LA RICHIESTA
Puoi riportare per intero, parola per parola, la discussione del forum sulla separazione e sui figli?

Ci sono avvocati che lavorano con associazioni, patronati e quant'altro. In ogni caso, se si pensa al costo dell'avvocato da una parte, e quello di un affitto mensile per i prossimi x anni dall'altra...


----------



## Sbriciolata (28 Febbraio 2013)

delusa86 ha detto:


> altro che stronzo .. i bambini li sta vedendo a dir tanto un ora al giorno perchè poi le altre ore in cui è libero non si sa dove le stia passando .... ieri l ho chiamato incazzata perchè in tutto il giorno non si è degnato di fare una chiamata ai bimbi .. e sa quanto loro soffrono della sua mancanza .... per non parlare di come si sta comportando con me .. fino a due settimane fa diceva che non poteva vivere senza di me che mi amava che non voleva andare via.... poi va via .. e sparisce cosi .. gli ho mandato un paio di volte un messaggio a cui non ha mai risposto ... non mi ha mai chiesto se fossi viva o morta ... nulla mi ha cancellata cosi .. dopo 11 anni di storia.. e parilamo di "un uomo " di 38 anni ... ma pazienza spero che questo dolore che ho dentro passi alla svelta !!!! ma lui non puo comportarsi cosi con i bambini mi fa schifo e lo odio per questo .. la piccolina non capisce ancora.. ma il maschietto ha 5 anni... come posso dirgli che papà non vivrà piu con noi ? x adesso sa che sta facendo sempre il turno di notte


calma e sangue freddo. Capisco. Ma ora devi pensare a tutelare i tuoi figli. Chiedi subito un aiuto. Informati, ci sono associazioni, se non sai a chi rivolgerti puoi chiedere ad un patronato o meglio forse all'assistenza sociale se ci sono nella tua zona organizzazioni attive per tutelare chi si trova nei tuoi panni. Cerca di fare il punto economico adesso. Capisco che i problemi emotivi, il dolore che hai adesso occupino tutti i tuoi pensieri, ma trova la forza per fare un'analisi pratica della situazione: conti in comune, intestazione utenze ecc... e se sparisce dalla vita dei tuoi figli cerca di fare in modo che qualcuno possa testimoniarlo.

[Voci di dati]
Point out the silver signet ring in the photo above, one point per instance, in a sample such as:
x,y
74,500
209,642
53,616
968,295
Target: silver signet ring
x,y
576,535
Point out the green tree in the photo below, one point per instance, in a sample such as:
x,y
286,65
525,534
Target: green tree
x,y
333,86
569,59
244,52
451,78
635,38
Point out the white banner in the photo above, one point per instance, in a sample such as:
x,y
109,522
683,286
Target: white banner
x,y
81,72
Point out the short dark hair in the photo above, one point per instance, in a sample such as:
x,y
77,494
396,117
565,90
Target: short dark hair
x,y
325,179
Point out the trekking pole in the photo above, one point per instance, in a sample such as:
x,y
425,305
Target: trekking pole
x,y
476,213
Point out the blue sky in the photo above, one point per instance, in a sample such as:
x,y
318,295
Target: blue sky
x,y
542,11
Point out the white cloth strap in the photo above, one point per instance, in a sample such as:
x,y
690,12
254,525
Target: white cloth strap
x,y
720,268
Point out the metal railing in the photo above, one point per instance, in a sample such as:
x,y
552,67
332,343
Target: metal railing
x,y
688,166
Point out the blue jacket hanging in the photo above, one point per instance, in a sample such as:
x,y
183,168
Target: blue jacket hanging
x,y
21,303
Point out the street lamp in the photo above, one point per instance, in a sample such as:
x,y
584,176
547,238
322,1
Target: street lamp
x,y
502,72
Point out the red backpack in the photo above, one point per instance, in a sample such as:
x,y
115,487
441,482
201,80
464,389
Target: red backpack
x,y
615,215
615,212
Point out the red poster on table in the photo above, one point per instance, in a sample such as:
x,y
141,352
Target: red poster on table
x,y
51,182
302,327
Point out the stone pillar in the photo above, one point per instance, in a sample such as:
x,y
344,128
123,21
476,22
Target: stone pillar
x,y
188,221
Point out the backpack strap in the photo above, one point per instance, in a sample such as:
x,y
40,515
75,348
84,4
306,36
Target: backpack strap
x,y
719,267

RISPOSTA COMPLETA
Ci sono avvocati che lavorano con associazioni, patronati e quant'altro. In ogni caso, se si pensa al costo dell'avvocato da una parte, e quello di un affitto mensile per i prossimi x anni dall'altra...


----------



## Sbriciolata (28 Febbraio 2013)

delusa86 ha detto:


> altro che stronzo .. i bambini li sta vedendo a dir tanto un ora al giorno perchè poi le altre ore in cui è libero non si sa dove le stia passando .... ieri l ho chiamato incazzata perchè in tutto il giorno non si è degnato di fare una chiamata ai bimbi .. e sa quanto loro soffrono della sua mancanza .... per non parlare di come si sta comportando con me .. fino a due settimane fa diceva che non poteva vivere senza di me che mi amava che non voleva andare via.... poi va via .. e sparisce cosi .. gli ho mandato un paio di volte un messaggio a cui non ha mai risposto ... non mi ha mai chiesto se fossi viva o morta ... nulla mi ha cancellata cosi .. dopo 11 anni di storia.. e parilamo di "un uomo " di 38 anni ... ma pazienza spero che questo dolore che ho dentro passi alla svelta !!!! ma lui non puo comportarsi cosi con i bambini mi fa schifo e lo odio per questo .. la piccolina non capisce ancora.. ma il maschietto ha 5 anni... come posso dirgli che papà non vivrà piu con noi ? x adesso sa che sta facendo sempre il turno di notte


calma e sangue freddo. Capisco. Ma ora devi pensare a tutelare i tuoi figli. Chiedi subito un aiuto. Informati, ci sono associazioni, se non sai a chi rivolgerti puoi chiedere ad un patronato o meglio forse all'assistenza sociale se ci sono nella tua zona organizzazioni attive per tutelare chi si trova nei tuoi panni. Cerca di fare il punto economico adesso. Capisco che i problemi emotivi, il dolore che hai adesso occupino tutti i tuoi pensieri, ma trova la forza per fare un'analisi pratica della situazione: conti in comune, intestazione utenze ecc... e se sparisce dalla vita dei tuoi figli cerca di fare in modo che qualcuno possa testimoniarlo.